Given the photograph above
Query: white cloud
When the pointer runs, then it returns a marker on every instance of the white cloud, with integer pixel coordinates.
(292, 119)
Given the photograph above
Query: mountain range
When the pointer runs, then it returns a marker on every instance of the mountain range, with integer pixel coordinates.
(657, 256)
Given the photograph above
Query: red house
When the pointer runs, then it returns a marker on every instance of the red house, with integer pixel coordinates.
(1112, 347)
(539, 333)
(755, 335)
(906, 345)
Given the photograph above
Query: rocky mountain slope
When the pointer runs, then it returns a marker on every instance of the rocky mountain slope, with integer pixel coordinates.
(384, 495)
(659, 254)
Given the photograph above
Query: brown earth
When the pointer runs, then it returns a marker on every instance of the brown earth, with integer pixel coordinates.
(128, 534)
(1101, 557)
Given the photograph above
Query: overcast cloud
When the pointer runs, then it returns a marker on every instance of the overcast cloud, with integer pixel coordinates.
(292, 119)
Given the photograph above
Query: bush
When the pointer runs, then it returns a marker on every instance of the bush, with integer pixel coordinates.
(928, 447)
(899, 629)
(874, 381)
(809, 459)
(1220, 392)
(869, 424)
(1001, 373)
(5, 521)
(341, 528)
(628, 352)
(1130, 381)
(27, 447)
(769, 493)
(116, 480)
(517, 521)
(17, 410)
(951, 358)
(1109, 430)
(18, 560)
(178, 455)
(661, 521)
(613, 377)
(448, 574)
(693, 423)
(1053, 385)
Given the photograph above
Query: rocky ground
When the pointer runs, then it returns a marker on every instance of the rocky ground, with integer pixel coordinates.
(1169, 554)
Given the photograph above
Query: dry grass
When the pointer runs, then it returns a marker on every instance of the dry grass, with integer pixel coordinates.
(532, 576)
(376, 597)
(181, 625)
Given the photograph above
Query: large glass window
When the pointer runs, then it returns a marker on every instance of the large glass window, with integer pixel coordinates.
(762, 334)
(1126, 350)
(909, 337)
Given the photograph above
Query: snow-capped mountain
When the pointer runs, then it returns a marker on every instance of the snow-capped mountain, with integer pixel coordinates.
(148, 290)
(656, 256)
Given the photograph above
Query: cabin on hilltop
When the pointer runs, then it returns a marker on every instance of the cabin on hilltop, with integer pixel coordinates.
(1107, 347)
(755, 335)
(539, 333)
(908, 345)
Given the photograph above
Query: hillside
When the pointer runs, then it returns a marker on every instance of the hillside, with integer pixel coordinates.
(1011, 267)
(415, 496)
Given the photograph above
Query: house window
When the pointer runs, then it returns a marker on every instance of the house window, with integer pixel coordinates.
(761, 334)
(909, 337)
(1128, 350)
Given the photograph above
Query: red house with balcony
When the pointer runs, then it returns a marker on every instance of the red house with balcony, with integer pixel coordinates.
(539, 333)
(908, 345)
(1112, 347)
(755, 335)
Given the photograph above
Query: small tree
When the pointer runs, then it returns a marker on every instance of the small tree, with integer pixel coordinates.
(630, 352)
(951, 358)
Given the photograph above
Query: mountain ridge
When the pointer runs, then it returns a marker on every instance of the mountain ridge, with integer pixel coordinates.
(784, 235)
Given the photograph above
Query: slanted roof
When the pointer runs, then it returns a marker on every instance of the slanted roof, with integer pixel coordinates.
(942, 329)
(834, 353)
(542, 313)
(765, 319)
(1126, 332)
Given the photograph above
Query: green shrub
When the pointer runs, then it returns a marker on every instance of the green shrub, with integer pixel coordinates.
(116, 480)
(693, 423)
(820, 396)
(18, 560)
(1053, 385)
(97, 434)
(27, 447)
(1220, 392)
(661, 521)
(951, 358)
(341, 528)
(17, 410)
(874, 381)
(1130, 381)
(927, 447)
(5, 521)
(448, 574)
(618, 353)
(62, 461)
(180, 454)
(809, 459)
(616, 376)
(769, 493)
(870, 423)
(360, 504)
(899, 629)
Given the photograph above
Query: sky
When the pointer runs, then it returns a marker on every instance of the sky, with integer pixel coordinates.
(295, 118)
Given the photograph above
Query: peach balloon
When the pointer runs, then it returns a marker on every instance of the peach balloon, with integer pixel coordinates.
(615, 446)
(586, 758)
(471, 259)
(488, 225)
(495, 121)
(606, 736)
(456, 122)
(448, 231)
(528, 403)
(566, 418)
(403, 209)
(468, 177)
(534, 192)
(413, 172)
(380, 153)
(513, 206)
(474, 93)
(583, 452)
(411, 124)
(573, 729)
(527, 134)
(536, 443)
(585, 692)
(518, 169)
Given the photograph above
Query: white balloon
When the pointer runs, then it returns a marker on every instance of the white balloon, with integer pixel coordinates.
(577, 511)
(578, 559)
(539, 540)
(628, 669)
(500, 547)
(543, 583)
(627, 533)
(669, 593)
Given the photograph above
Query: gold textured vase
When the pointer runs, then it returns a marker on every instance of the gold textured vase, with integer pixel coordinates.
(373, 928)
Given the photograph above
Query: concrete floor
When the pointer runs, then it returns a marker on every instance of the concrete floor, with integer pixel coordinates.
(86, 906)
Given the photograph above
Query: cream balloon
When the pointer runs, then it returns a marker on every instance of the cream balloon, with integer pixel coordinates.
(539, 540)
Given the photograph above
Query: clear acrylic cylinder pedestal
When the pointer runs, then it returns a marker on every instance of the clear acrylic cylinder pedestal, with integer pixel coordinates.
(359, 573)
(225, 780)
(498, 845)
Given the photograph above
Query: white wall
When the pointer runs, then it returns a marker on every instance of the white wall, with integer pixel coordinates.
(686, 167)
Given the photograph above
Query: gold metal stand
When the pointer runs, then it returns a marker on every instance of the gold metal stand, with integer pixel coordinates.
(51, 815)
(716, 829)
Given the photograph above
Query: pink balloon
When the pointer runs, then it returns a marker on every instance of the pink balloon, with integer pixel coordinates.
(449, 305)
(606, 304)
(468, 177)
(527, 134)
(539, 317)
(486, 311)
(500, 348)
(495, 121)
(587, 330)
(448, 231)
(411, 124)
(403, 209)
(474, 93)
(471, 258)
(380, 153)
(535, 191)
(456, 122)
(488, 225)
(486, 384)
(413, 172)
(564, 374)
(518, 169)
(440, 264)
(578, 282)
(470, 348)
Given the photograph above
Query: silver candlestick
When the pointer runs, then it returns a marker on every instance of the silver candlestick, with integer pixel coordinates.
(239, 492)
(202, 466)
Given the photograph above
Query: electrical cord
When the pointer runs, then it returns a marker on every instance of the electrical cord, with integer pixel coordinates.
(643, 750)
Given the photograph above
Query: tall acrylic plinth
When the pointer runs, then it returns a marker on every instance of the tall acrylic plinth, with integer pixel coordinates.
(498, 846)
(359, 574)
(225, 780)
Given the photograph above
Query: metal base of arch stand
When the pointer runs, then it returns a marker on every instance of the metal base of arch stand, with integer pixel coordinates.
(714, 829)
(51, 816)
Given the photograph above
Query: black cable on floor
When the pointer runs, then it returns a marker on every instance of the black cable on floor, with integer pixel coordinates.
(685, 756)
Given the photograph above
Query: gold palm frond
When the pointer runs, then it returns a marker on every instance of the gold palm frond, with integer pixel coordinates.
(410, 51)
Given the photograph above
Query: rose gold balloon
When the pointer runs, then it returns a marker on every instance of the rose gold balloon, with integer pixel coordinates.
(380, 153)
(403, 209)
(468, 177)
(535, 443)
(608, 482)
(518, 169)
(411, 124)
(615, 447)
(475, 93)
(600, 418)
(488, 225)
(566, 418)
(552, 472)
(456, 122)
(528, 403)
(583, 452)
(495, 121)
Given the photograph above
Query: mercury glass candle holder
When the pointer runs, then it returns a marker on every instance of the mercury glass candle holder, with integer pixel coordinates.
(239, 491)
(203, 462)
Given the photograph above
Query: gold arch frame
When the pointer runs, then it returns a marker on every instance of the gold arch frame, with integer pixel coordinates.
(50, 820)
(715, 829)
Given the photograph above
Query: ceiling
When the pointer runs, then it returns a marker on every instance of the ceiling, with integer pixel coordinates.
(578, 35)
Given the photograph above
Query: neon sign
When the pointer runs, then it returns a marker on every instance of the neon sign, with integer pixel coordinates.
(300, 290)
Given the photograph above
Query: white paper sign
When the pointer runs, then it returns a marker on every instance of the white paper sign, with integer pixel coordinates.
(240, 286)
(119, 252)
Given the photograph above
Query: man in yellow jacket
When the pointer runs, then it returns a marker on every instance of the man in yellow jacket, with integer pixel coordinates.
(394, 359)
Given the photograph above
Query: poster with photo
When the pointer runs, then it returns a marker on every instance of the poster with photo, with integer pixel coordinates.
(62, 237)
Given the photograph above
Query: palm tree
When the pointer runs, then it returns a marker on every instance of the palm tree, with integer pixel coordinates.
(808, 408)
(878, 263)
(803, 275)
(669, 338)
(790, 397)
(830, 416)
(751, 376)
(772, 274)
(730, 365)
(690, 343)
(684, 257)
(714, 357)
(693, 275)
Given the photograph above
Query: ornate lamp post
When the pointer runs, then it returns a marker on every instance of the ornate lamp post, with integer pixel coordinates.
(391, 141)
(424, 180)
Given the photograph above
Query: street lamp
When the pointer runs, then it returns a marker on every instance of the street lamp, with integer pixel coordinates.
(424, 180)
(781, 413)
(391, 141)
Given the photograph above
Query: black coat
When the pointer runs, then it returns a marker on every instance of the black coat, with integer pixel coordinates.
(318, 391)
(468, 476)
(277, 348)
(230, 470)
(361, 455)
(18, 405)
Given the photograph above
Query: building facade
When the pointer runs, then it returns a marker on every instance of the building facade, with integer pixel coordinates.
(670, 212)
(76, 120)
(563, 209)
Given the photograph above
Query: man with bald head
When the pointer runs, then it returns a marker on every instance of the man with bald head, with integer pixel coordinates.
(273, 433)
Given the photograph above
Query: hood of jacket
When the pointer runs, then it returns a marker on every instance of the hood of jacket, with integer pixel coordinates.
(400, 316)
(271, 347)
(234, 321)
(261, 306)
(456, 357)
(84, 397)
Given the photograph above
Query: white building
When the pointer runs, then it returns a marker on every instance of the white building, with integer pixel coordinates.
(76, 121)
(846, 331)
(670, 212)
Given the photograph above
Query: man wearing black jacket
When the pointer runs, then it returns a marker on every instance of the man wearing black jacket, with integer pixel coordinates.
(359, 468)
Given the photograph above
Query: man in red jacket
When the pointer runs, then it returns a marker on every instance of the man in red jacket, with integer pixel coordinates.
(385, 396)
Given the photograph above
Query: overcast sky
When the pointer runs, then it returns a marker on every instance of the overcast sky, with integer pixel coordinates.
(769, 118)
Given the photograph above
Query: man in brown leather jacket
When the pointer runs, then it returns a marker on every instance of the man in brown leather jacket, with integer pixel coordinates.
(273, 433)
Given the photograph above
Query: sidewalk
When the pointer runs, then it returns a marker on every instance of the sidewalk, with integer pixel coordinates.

=-=-=-=-=

**What you should do:** Display each line of the material above that contains the word "cloud", matching case exactly.

**Finished answer:**
Query: white cloud
When the pointer runs, then it returns a marker on every instance of the white cloud, with integer pixel coordinates.
Query: overcast cloud
When the pointer runs, then it returns a marker on every instance of the overcast cloud, with integer pixel coordinates.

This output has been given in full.